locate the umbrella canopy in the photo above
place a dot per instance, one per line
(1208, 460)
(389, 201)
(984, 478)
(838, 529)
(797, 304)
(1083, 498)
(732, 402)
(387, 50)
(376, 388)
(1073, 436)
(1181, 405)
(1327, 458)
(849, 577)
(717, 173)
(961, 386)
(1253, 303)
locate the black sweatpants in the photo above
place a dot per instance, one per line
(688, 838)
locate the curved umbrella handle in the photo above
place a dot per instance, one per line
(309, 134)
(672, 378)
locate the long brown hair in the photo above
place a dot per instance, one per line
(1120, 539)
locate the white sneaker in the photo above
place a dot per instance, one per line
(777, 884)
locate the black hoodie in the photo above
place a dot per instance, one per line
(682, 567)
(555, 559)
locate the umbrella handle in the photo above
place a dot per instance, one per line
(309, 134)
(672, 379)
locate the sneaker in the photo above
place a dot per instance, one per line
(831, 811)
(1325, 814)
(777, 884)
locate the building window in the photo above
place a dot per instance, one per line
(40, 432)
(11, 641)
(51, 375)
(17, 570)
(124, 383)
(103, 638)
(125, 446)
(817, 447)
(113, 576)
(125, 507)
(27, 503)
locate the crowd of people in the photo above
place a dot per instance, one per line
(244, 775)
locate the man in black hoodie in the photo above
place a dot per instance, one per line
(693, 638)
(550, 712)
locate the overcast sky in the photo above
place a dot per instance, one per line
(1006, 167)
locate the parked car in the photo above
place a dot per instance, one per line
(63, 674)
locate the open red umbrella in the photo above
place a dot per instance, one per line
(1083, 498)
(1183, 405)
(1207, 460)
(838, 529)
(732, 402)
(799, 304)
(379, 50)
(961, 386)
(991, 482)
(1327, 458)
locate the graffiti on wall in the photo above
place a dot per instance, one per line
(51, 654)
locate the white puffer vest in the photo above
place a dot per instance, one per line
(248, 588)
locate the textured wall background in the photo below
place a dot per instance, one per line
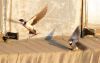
(62, 15)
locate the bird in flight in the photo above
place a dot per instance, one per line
(34, 20)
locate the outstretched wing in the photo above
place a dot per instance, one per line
(40, 15)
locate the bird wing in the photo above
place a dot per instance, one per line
(39, 16)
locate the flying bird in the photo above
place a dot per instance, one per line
(34, 20)
(74, 39)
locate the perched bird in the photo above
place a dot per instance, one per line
(74, 39)
(34, 20)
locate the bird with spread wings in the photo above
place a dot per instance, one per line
(34, 20)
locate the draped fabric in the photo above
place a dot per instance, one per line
(52, 51)
(61, 15)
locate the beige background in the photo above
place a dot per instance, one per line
(62, 15)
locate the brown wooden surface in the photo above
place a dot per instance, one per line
(55, 50)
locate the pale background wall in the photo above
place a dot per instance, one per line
(0, 15)
(62, 15)
(94, 11)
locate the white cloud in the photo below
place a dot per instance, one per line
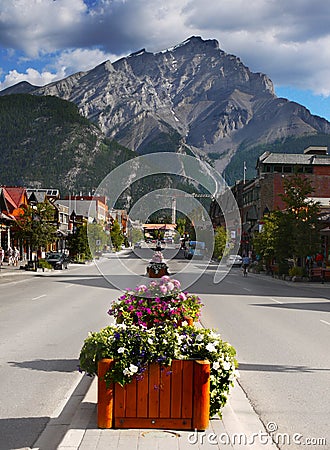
(31, 75)
(68, 62)
(288, 41)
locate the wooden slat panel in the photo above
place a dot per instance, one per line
(187, 389)
(119, 403)
(131, 406)
(142, 395)
(165, 392)
(201, 410)
(174, 424)
(154, 381)
(176, 388)
(105, 396)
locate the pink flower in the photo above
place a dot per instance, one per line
(142, 288)
(165, 278)
(170, 286)
(163, 289)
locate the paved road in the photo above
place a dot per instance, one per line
(280, 330)
(282, 334)
(43, 322)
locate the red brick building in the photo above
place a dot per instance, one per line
(259, 196)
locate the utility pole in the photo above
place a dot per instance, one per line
(173, 210)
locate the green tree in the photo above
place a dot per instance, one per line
(78, 244)
(97, 238)
(294, 232)
(302, 217)
(117, 238)
(220, 240)
(36, 226)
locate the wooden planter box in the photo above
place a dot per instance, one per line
(176, 397)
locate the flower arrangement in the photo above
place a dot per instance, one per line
(151, 328)
(157, 303)
(157, 265)
(134, 346)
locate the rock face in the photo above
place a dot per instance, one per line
(193, 96)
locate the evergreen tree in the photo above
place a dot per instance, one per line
(117, 238)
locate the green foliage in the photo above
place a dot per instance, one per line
(35, 226)
(136, 235)
(78, 245)
(297, 272)
(249, 153)
(43, 264)
(97, 238)
(292, 233)
(44, 141)
(220, 240)
(117, 238)
(133, 347)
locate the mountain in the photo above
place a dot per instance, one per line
(45, 142)
(192, 98)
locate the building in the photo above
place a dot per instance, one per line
(259, 196)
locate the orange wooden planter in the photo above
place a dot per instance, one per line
(176, 397)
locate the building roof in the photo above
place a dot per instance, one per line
(159, 226)
(296, 158)
(15, 195)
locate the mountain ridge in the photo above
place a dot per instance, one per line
(193, 97)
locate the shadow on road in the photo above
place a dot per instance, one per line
(312, 306)
(28, 432)
(279, 368)
(48, 365)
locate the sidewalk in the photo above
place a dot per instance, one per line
(76, 428)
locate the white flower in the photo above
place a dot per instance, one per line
(133, 368)
(226, 365)
(210, 347)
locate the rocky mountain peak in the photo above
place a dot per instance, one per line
(193, 95)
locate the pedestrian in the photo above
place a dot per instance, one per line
(10, 256)
(2, 255)
(246, 263)
(309, 262)
(319, 259)
(16, 256)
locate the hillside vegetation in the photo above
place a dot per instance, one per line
(44, 141)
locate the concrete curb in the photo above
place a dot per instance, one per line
(239, 427)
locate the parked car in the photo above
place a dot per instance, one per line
(234, 261)
(195, 249)
(58, 260)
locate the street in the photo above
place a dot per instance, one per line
(280, 330)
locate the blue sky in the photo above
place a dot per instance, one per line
(45, 40)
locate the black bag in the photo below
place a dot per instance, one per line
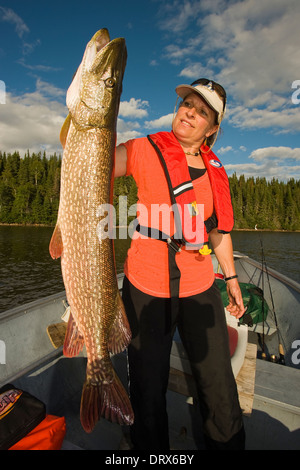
(20, 413)
(256, 306)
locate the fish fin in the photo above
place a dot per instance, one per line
(107, 400)
(74, 341)
(120, 334)
(56, 244)
(64, 131)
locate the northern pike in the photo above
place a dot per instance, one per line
(97, 317)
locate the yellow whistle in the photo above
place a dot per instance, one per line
(204, 250)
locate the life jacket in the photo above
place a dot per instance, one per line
(188, 217)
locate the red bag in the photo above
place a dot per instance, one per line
(48, 435)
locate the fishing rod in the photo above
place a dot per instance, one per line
(264, 266)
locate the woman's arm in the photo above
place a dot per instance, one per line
(121, 161)
(222, 246)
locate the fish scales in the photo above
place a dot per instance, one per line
(97, 318)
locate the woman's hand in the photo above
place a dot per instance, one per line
(236, 304)
(222, 246)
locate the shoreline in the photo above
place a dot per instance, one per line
(122, 226)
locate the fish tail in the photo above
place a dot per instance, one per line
(120, 333)
(74, 341)
(109, 400)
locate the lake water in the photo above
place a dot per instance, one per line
(27, 272)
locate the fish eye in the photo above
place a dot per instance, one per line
(110, 82)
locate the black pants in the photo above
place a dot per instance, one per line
(203, 331)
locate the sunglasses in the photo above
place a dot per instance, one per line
(212, 86)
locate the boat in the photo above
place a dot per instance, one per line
(265, 361)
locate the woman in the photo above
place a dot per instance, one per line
(165, 287)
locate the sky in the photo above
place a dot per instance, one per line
(251, 47)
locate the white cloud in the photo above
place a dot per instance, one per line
(223, 150)
(134, 108)
(127, 130)
(280, 153)
(250, 46)
(32, 121)
(9, 16)
(162, 122)
(266, 170)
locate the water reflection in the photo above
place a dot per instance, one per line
(27, 271)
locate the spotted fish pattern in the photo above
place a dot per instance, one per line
(98, 318)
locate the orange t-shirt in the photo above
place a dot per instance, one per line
(146, 265)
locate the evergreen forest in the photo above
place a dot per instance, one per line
(30, 186)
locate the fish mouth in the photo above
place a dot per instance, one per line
(105, 54)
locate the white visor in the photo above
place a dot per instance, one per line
(207, 93)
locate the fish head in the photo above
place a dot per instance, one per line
(93, 97)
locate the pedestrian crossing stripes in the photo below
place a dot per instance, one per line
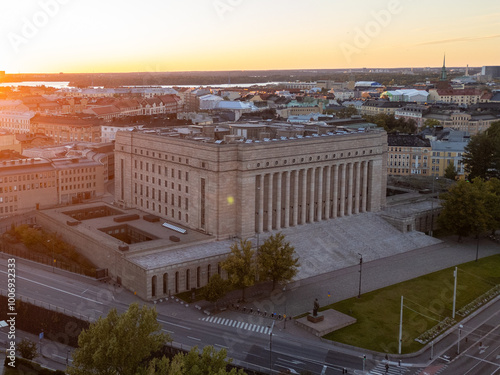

#####

Format every line of the items above as a numbered list, skipping blank lines and omitting the pictures.

§ **EXERCISE OUTPUT**:
1. locate the umbrella canopy in the photo above
2. place a dot per instance, one per line
3. (1208, 460)
4. (389, 201)
5. (984, 478)
6. (838, 529)
7. (797, 304)
8. (1083, 498)
9. (732, 402)
10. (387, 50)
11. (376, 388)
12. (1073, 436)
13. (1181, 405)
14. (1327, 458)
15. (849, 577)
16. (717, 173)
17. (961, 386)
18. (1253, 303)
19. locate the black sweatpants in the photo above
20. place a dot per instance, one per line
21. (688, 838)
22. locate the curved umbrella handle in the photo above
23. place a dot per instance, one per line
24. (309, 134)
25. (672, 378)
26. locate the long brown hair in the photo above
27. place a dot per instance, one per line
28. (1120, 539)
29. locate the white sneaker in the photo above
30. place a dot per instance, one per line
31. (777, 884)
32. locate the black hoodie in the photo above
33. place a dot per instance, one per line
34. (682, 567)
35. (555, 559)
36. locate the umbrella handle in the photo above
37. place a dot per instance, one per line
38. (309, 134)
39. (672, 379)
40. locate the sneaker in the photo above
41. place a dot per instance, one per line
42. (831, 811)
43. (1325, 814)
44. (777, 884)
45. locate the building window in the photo above
46. place a dot per instance, one per line
47. (40, 432)
48. (11, 641)
49. (51, 375)
50. (17, 570)
51. (124, 383)
52. (103, 638)
53. (125, 446)
54. (817, 447)
55. (113, 576)
56. (125, 507)
57. (27, 503)
58. locate the crowd of people in the photo above
59. place a dot per instance, one per line
60. (244, 775)
61. locate the man in black hoodie in the photo above
62. place a dot per instance, one per line
63. (693, 638)
64. (550, 712)
65. locate the overcast sky in the photo above
66. place a dot per instance, one per line
67. (1006, 167)
68. locate the parked car in the photo above
69. place a dot per instance, one per line
70. (63, 674)
71. locate the open red umbrella in the photo above
72. place a dot per instance, one per line
73. (1083, 498)
74. (1183, 405)
75. (1207, 460)
76. (838, 529)
77. (732, 402)
78. (799, 304)
79. (379, 50)
80. (961, 386)
81. (991, 482)
82. (1327, 458)
83. locate the graffiti on wall in the photo above
84. place a dot per instance, one per line
85. (51, 654)
86. locate the white puffer vest in the photo above
87. place a dot per instance, one per line
88. (248, 588)
89. locate the textured wall background in the photo below
90. place a dot per instance, one per line
91. (62, 15)
92. locate the bird in flight in the photo above
93. place a dot per instance, one per line
94. (34, 20)
95. locate the outstretched wing in the photo above
96. place a dot per instance, one per line
97. (40, 15)
98. locate the bird wing in the photo above
99. place a dot per instance, one per line
100. (39, 16)
101. locate the flying bird in the photo above
102. place a dot per instance, one per line
103. (34, 20)
104. (74, 39)
105. locate the perched bird in the photo above
106. place a dot per instance, one per line
107. (74, 39)
108. (34, 20)
109. locate the bird with spread wings in the photo above
110. place a dot per instance, one per line
111. (34, 20)
112. locate the draped fabric in the photo above
113. place a dot per instance, one per line
114. (52, 51)
115. (61, 15)
116. locate the beige background in the photo above
117. place a dot per instance, one per line
118. (62, 15)
119. locate the brown wooden surface in the photo above
120. place a dot per instance, one per line
121. (55, 50)
122. locate the pale background wall in the photo above
123. place a dot per instance, one per line
124. (0, 15)
125. (62, 15)
126. (94, 11)
127. locate the white cloud in the photo below
128. place a dot per instance, one per line
129. (31, 75)
130. (68, 62)
131. (288, 41)
132. locate the wooden slat panel in the photo above
133. place a dot per instance, one per line
134. (187, 389)
135. (119, 403)
136. (131, 406)
137. (142, 395)
138. (165, 392)
139. (201, 410)
140. (174, 424)
141. (154, 381)
142. (176, 388)
143. (105, 396)
144. locate the pink flower in the photo above
145. place a dot per instance, one per line
146. (142, 288)
147. (165, 278)
148. (170, 286)
149. (163, 289)
150. locate the paved road in the photo above
151. place a dot per instance, one per line
152. (280, 330)
153. (282, 334)
154. (43, 322)
155. locate the red brick building in the photo above
156. place a dot per instance, one per line
157. (259, 196)
158. locate the utility pole in the photo above
159. place a dot per instance, one per line
160. (173, 210)
161. locate the green tree in the photo above
162. place a dot per instance, one per line
163. (78, 244)
164. (97, 238)
165. (294, 232)
166. (302, 217)
167. (117, 238)
168. (220, 240)
169. (36, 226)
170. locate the wooden planter box in the photo above
171. place a dot per instance, one per line
172. (176, 397)
173. locate the flower arrangement in the photo above
174. place a dot per instance, one per line
175. (151, 328)
176. (157, 303)
177. (157, 265)
178. (134, 346)
179. locate the rock face in the photo above
180. place a dot per instance, one per line
181. (193, 96)
182. locate the evergreen tree in the photo above
183. place a dot per instance, one per line
184. (117, 238)
185. locate the green foliage in the photo above
186. place a dot per instance, one per line
187. (35, 226)
188. (136, 235)
189. (78, 245)
190. (297, 272)
191. (249, 153)
192. (43, 264)
193. (97, 238)
194. (292, 233)
195. (44, 141)
196. (220, 240)
197. (117, 238)
198. (133, 347)
199. locate the mountain in the photo above
200. place a dot per instance, one per line
201. (45, 142)
202. (192, 98)
203. locate the building in the photo above
204. place a dot per instance, one per line
205. (259, 196)
206. locate the orange wooden planter in the photo above
207. place a dot per instance, one per line
208. (176, 397)
209. locate the building roof in the photo above
210. place a dot per instance, one per line
211. (159, 226)
212. (296, 158)
213. (15, 195)
214. locate the mountain ridge in the photo above
215. place a dot per instance, one per line
216. (193, 97)
217. locate the shadow on road in the photo above
218. place a dot per instance, one per line
219. (312, 306)
220. (28, 432)
221. (279, 368)
222. (48, 365)
223. locate the sidewalk in the photo above
224. place a dot per instance, one per line
225. (76, 428)
226. locate the white flower in the photo above
227. place a dot per instance, one per line
228. (133, 368)
229. (226, 365)
230. (210, 347)
231. locate the rocky mountain peak in the photo above
232. place a dot per instance, one per line
233. (193, 95)
234. locate the pedestrian in the photo above
235. place a dot per instance, one per line
236. (10, 256)
237. (2, 255)
238. (246, 263)
239. (309, 262)
240. (319, 259)
241. (16, 256)
242. locate the hillside vegetation in the photo above
243. place a dot per instance, one per line
244. (44, 141)
245. locate the concrete curb in the photo above
246. place a dot per instance, one per line
247. (239, 427)
248. locate the parked car in the photo above
249. place a dot per instance, one per line
250. (234, 261)
251. (195, 249)
252. (58, 260)
253. locate the street in the photo above
254. place a dot per instance, one per line
255. (280, 330)
256. locate the blue sky in the photo above
257. place a dot per instance, one per line
258. (45, 40)
259. locate the black bag in the photo below
260. place a dot per instance, one per line
261. (20, 413)
262. (256, 306)
263. locate the fish fin in the photo above
264. place a dot per instance, one per line
265. (107, 400)
266. (74, 341)
267. (120, 334)
268. (56, 244)
269. (64, 131)
270. locate the northern pike in the photo above
271. place a dot per instance, one per line
272. (97, 317)
273. locate the yellow whistle in the photo above
274. place a dot per instance, one per line
275. (204, 250)
276. locate the life jacket in the photo above
277. place a dot per instance, one per line
278. (188, 217)
279. locate the red bag in the photo above
280. place a dot per instance, one per line
281. (48, 435)
282. locate the fishing rod in the photo above
283. place a dot per instance, one per line
284. (264, 266)
285. locate the woman's arm in the photo above
286. place a dot per instance, one per line
287. (121, 161)
288. (222, 246)
289. locate the fish scales in the photo above
290. place a dot per instance, one per line
291. (97, 318)
292. locate the woman's hand in the photo above
293. place a dot per instance, one per line
294. (236, 304)
295. (222, 246)
296. locate the shoreline in the photo above
297. place a dot per instance, one per line
298. (122, 226)
299. locate the fish tail in the photo above
300. place a dot per instance, one per line
301. (120, 333)
302. (74, 341)
303. (109, 400)
304. locate the lake water in the photo above
305. place a dot per instance, one per line
306. (27, 272)
307. locate the fish eye in the photo above
308. place a dot per instance, one per line
309. (110, 82)
310. locate the black pants in the photo above
311. place a dot per instance, one per line
312. (203, 331)
313. locate the sunglasses in the photo above
314. place a dot per instance, one per line
315. (212, 86)
316. locate the boat in the photo above
317. place a dot per instance, one per line
318. (265, 361)
319. locate the woman in the photo above
320. place a dot per instance, one per line
321. (165, 287)
322. locate the sky in the photo above
323. place a dot per instance, one per line
324. (251, 47)
325. locate the white cloud in the photo above
326. place a dot per instance, one per line
327. (223, 150)
328. (134, 108)
329. (127, 130)
330. (280, 153)
331. (250, 46)
332. (32, 121)
333. (9, 16)
334. (162, 122)
335. (266, 170)
336. locate the water reflection in the photo above
337. place a dot per instance, one per line
338. (27, 271)
339. locate the spotted fish pattern in the photo above
340. place a dot per instance, one per line
341. (98, 318)
342. locate the orange t-shirt in the photo above
343. place a dot per instance, one per line
344. (146, 265)
345. locate the evergreen forest in the photo above
346. place a dot per instance, one per line
347. (30, 186)
348. locate the fish mouth in the photo above
349. place a dot per instance, one per line
350. (105, 54)
351. locate the white visor in the photo above
352. place a dot per instance, one per line
353. (207, 93)
354. locate the fish head in the photo above
355. place a dot per instance, one per line
356. (93, 97)
357. locate the pedestrian crossing stripes in the photo below
358. place a dot per instance, one per line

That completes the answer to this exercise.